* PROBLEM STATEMENT *
In the records below, find the line with "TARGET = satellite dish"; retype that line and all the following lines through the end, exactly, and add nothing.

* GIVEN ENTRIES *
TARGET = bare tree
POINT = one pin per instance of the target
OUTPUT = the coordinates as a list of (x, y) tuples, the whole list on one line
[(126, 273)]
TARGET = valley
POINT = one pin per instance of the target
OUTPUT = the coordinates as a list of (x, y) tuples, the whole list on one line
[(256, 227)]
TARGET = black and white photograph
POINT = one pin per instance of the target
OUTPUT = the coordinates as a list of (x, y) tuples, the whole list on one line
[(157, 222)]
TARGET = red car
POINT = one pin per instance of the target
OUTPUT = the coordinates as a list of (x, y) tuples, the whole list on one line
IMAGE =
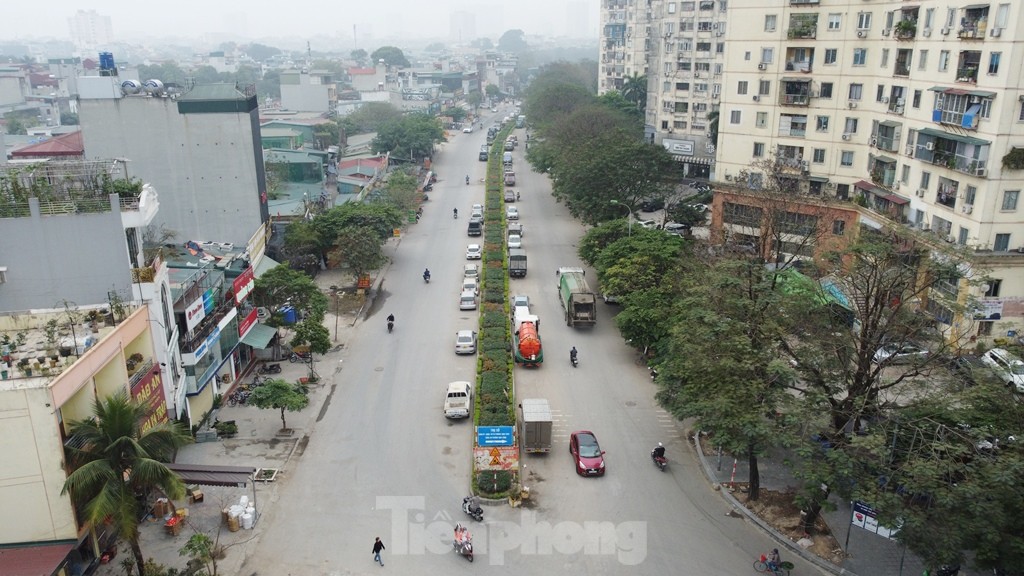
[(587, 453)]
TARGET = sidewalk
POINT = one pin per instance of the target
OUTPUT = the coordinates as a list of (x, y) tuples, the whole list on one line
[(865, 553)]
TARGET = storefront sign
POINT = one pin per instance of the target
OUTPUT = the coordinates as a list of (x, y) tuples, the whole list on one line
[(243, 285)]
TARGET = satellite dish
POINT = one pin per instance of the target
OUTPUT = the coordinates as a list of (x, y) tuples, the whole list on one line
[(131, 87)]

* ANSWER *
TARGET = satellite dish
POINT = one pin per instance of the target
OUTPUT = the coordinates as a list of (x, y) tuples, the whole list on one line
[(131, 87)]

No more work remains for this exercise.